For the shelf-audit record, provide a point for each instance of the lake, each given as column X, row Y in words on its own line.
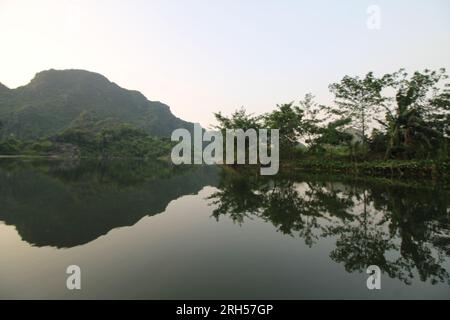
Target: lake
column 148, row 230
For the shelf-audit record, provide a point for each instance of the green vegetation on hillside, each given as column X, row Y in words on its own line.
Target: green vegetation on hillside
column 55, row 101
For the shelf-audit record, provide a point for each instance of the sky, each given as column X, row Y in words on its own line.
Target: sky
column 205, row 56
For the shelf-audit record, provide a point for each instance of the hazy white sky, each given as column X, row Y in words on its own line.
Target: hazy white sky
column 202, row 56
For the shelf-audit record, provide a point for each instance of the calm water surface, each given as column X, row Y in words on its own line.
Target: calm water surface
column 147, row 230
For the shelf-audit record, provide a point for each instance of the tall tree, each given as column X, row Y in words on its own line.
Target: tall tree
column 359, row 99
column 418, row 121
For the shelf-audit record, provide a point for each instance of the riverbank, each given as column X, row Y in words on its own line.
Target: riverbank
column 424, row 169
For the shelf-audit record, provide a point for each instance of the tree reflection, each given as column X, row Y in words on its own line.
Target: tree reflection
column 402, row 228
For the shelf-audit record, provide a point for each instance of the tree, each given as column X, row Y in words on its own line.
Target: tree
column 419, row 122
column 288, row 119
column 359, row 99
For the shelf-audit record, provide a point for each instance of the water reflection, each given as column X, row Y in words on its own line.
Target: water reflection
column 404, row 228
column 65, row 204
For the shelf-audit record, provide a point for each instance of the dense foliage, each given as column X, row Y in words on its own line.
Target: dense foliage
column 408, row 116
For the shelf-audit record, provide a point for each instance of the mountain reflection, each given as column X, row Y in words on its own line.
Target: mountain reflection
column 65, row 204
column 403, row 228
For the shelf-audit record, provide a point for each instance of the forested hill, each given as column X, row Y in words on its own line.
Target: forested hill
column 55, row 101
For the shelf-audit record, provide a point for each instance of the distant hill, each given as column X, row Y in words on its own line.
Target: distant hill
column 58, row 100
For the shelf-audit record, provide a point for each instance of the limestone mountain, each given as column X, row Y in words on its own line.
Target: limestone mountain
column 56, row 100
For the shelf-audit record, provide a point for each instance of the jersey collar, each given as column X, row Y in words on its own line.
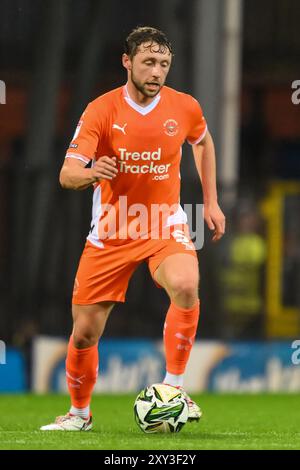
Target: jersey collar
column 140, row 109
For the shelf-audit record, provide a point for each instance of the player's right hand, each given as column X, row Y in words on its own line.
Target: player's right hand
column 104, row 168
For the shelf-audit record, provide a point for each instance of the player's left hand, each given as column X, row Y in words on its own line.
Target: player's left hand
column 215, row 220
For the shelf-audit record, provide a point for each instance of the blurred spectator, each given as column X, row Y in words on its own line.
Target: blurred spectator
column 242, row 274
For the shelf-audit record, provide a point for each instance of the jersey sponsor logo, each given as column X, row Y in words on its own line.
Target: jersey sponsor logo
column 171, row 127
column 122, row 129
column 181, row 237
column 130, row 163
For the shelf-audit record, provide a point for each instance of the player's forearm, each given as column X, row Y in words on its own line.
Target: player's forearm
column 205, row 160
column 76, row 178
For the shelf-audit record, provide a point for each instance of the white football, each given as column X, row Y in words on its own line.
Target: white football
column 160, row 408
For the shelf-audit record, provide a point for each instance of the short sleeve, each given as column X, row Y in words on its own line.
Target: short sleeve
column 197, row 122
column 86, row 138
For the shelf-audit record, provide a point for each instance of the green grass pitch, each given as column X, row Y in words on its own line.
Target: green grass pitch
column 228, row 422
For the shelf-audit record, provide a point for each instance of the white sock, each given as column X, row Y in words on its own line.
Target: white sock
column 174, row 380
column 82, row 412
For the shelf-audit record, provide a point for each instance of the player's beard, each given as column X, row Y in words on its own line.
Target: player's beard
column 142, row 87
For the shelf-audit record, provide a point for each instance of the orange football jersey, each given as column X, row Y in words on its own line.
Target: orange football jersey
column 147, row 142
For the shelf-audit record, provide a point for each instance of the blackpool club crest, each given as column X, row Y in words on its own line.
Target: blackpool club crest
column 171, row 127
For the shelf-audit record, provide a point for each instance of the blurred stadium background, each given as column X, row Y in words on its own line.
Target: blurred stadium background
column 239, row 58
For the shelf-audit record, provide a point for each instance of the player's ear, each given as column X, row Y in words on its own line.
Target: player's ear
column 126, row 61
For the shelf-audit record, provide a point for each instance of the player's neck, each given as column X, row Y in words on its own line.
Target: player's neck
column 137, row 96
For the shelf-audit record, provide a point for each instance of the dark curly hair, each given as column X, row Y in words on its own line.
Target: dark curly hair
column 143, row 34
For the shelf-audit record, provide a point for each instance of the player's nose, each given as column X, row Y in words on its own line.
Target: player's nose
column 156, row 72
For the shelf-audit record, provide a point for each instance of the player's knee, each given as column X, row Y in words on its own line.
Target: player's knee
column 84, row 338
column 184, row 287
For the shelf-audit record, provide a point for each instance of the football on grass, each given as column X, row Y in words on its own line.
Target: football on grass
column 160, row 408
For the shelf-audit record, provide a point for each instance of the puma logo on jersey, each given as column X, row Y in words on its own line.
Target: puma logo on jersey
column 122, row 129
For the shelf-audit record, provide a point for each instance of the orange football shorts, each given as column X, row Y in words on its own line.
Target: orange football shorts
column 103, row 273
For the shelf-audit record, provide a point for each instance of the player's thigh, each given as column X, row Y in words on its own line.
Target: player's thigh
column 178, row 272
column 89, row 320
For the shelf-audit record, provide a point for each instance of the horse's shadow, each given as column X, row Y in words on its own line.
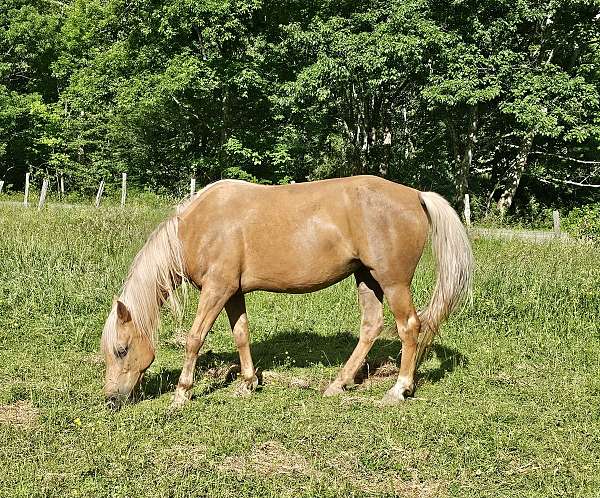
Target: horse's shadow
column 301, row 349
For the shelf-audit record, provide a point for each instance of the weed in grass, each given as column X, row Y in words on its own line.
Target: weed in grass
column 507, row 404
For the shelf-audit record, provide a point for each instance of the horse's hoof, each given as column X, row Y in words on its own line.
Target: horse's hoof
column 397, row 395
column 333, row 390
column 180, row 399
column 246, row 387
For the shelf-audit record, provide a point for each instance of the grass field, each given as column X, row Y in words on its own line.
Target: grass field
column 508, row 404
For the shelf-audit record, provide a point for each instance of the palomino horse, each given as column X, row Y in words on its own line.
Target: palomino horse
column 235, row 237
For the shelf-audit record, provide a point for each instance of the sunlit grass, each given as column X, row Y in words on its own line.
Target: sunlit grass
column 509, row 405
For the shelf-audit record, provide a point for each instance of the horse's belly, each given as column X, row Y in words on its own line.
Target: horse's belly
column 285, row 266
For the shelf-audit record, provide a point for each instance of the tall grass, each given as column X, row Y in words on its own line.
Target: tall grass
column 508, row 404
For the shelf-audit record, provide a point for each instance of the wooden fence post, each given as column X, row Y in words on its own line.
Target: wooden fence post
column 467, row 211
column 556, row 223
column 25, row 200
column 123, row 189
column 99, row 194
column 43, row 194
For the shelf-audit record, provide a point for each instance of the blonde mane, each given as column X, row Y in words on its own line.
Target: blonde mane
column 156, row 272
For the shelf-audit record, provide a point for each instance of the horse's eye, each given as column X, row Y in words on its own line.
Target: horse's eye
column 121, row 351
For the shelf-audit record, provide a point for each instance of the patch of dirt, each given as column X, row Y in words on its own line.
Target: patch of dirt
column 346, row 467
column 20, row 414
column 269, row 458
column 270, row 377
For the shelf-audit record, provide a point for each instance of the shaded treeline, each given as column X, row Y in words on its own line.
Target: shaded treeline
column 496, row 98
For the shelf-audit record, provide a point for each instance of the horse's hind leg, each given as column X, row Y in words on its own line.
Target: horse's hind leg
column 370, row 297
column 211, row 303
column 408, row 325
column 236, row 312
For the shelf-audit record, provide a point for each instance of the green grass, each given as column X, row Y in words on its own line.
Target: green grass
column 509, row 404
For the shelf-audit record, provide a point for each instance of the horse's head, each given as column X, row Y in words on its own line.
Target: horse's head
column 127, row 353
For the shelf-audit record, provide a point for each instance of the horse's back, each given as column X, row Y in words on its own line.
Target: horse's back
column 302, row 237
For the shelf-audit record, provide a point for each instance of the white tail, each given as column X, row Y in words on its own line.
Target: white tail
column 454, row 262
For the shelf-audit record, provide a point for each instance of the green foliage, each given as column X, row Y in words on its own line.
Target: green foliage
column 453, row 96
column 584, row 222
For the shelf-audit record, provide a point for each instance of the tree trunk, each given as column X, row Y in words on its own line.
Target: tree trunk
column 464, row 166
column 515, row 173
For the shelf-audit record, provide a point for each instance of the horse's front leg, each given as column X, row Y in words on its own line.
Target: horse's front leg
column 236, row 312
column 212, row 300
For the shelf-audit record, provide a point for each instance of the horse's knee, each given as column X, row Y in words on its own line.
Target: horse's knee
column 408, row 329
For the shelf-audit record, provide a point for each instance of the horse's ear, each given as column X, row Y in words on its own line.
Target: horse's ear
column 123, row 313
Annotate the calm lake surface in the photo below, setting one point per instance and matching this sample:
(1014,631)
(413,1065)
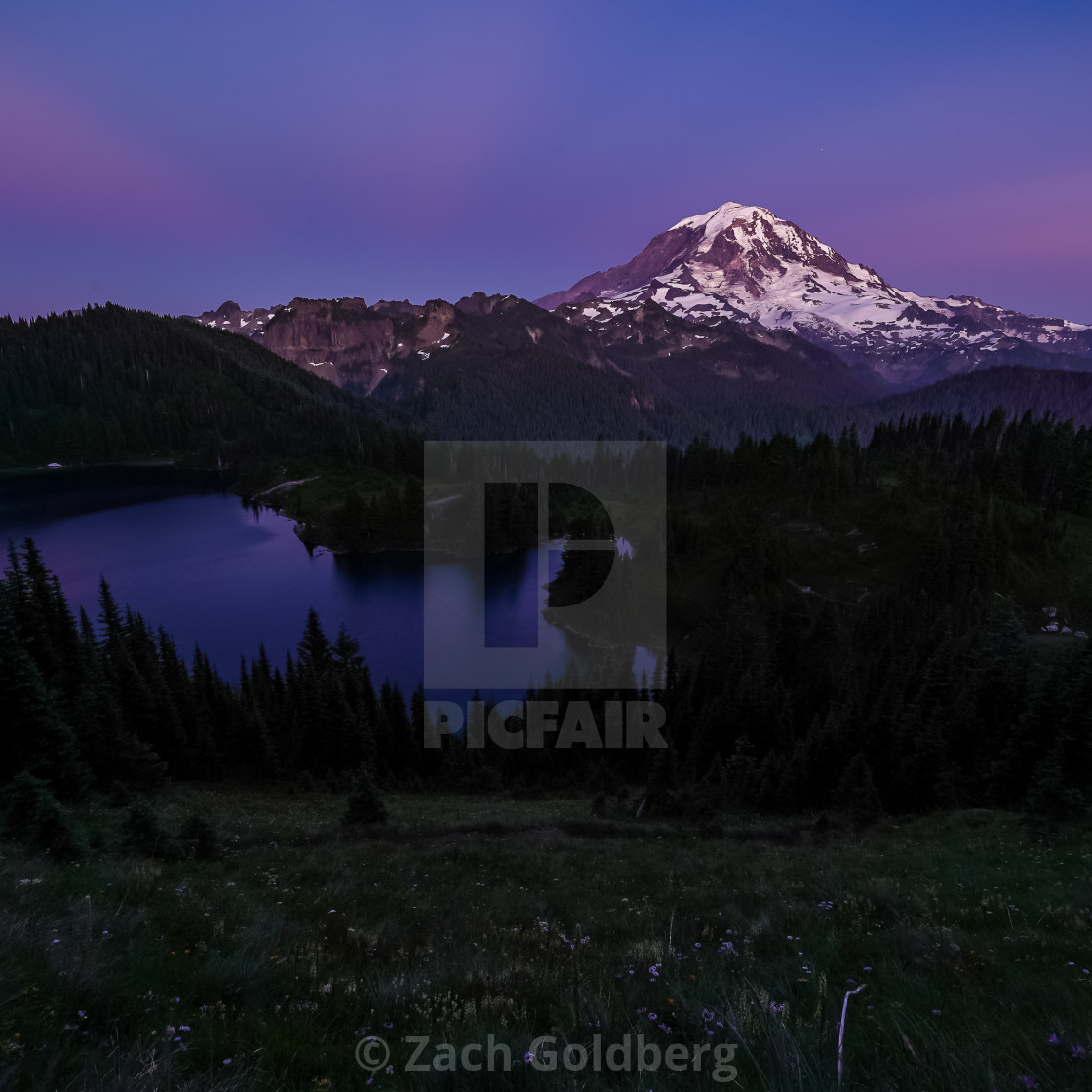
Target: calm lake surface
(190,557)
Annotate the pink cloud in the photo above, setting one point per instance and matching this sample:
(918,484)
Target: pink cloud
(66,163)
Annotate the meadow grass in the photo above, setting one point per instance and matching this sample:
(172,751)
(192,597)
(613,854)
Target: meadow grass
(473,916)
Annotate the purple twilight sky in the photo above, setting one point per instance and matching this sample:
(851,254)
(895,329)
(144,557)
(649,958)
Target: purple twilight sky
(171,156)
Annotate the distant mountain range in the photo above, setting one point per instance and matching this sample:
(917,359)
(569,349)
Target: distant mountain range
(743,262)
(730,321)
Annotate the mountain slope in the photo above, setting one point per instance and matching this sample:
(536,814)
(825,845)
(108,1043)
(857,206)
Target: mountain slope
(743,262)
(110,383)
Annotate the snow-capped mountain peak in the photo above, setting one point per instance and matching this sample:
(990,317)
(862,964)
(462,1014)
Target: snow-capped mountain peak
(743,262)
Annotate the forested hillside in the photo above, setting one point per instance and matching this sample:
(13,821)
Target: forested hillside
(109,383)
(856,629)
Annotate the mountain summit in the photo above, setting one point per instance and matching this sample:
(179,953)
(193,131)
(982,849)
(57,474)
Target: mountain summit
(743,262)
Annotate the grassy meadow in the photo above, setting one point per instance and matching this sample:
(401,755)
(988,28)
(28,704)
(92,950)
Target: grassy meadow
(267,964)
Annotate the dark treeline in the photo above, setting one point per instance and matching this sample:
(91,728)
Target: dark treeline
(109,383)
(851,624)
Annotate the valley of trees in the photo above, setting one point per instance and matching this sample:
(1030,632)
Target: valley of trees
(849,628)
(109,383)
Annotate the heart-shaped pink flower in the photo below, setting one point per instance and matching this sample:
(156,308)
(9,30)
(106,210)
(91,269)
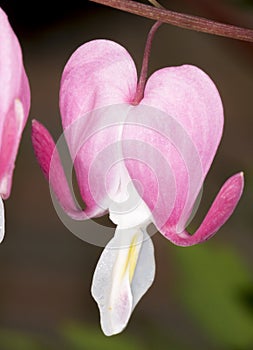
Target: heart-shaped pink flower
(141,163)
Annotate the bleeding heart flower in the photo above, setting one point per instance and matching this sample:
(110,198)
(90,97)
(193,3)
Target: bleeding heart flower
(14,107)
(141,162)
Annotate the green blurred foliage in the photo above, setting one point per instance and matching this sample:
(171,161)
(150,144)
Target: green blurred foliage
(217,289)
(84,337)
(17,340)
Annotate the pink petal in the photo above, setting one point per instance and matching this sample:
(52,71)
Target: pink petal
(221,209)
(50,163)
(99,74)
(14,102)
(179,122)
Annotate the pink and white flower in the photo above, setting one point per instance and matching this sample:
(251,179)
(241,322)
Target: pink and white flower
(140,163)
(14,107)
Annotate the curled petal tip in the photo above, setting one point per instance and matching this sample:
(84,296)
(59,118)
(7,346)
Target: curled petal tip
(220,211)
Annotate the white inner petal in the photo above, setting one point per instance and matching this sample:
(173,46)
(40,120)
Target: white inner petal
(127,209)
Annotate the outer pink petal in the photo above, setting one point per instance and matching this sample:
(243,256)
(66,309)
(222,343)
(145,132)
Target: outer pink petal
(14,102)
(221,209)
(50,163)
(185,121)
(99,74)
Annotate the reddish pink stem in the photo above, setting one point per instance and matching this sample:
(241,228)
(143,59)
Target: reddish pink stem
(180,20)
(144,69)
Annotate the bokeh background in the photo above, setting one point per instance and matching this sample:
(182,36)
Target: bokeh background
(202,297)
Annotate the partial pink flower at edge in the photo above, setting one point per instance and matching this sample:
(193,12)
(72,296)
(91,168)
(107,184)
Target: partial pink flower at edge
(14,106)
(178,122)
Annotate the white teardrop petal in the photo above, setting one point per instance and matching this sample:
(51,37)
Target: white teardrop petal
(118,282)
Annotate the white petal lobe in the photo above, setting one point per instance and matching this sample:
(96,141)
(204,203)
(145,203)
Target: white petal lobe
(119,280)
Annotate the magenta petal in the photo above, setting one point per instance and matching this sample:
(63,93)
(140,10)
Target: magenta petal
(220,211)
(50,163)
(14,102)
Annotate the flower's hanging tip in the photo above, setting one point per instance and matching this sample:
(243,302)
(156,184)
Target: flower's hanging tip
(123,274)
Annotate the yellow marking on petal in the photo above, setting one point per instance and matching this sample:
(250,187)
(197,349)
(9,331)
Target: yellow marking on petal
(131,260)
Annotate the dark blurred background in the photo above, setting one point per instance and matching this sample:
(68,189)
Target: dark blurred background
(202,296)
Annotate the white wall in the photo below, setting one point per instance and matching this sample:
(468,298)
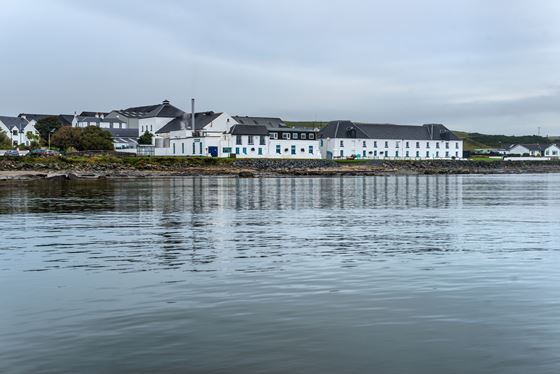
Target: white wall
(391,148)
(552,151)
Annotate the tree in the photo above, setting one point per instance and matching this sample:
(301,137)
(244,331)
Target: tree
(146,138)
(94,138)
(5,141)
(67,137)
(48,125)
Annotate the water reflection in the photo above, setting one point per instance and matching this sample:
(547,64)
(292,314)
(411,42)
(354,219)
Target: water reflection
(426,274)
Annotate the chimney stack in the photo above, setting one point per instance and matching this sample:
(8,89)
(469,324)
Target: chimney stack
(192,115)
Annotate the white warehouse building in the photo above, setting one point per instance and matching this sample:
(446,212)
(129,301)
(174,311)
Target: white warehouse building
(343,139)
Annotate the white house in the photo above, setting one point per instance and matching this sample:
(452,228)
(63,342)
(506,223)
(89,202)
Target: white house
(18,129)
(533,150)
(341,139)
(149,118)
(208,138)
(220,135)
(99,121)
(552,151)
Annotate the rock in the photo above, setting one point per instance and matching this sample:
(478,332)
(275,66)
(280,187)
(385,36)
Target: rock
(246,174)
(55,177)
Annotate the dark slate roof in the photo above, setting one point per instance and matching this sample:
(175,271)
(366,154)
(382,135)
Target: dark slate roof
(36,117)
(249,130)
(349,129)
(98,120)
(123,133)
(92,114)
(10,122)
(66,119)
(269,122)
(201,120)
(533,147)
(165,110)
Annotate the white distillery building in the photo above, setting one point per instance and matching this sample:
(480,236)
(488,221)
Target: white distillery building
(150,118)
(553,151)
(18,129)
(533,150)
(342,139)
(100,121)
(221,135)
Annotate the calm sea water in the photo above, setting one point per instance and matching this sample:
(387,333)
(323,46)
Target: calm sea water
(419,274)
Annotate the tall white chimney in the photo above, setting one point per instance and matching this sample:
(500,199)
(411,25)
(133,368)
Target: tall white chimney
(192,115)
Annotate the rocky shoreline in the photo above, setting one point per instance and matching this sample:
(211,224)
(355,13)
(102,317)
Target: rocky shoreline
(68,169)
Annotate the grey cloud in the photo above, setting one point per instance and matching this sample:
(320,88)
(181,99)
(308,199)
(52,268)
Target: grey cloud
(380,61)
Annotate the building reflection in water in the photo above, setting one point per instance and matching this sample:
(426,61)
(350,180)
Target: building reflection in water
(195,222)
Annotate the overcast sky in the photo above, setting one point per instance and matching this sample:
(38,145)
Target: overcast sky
(475,65)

#####

Copy out whichever lines of the listing contain the word "below".

§ Problem solution:
Annotate the calm lake surface in the photo below, setting one point per instance and matching this sample:
Annotate the heart-shaped pink flower in the photo below, setting one point per instance and matching this sample:
Annotate the white wall in the photo below, setting one point per instance and matching this sample:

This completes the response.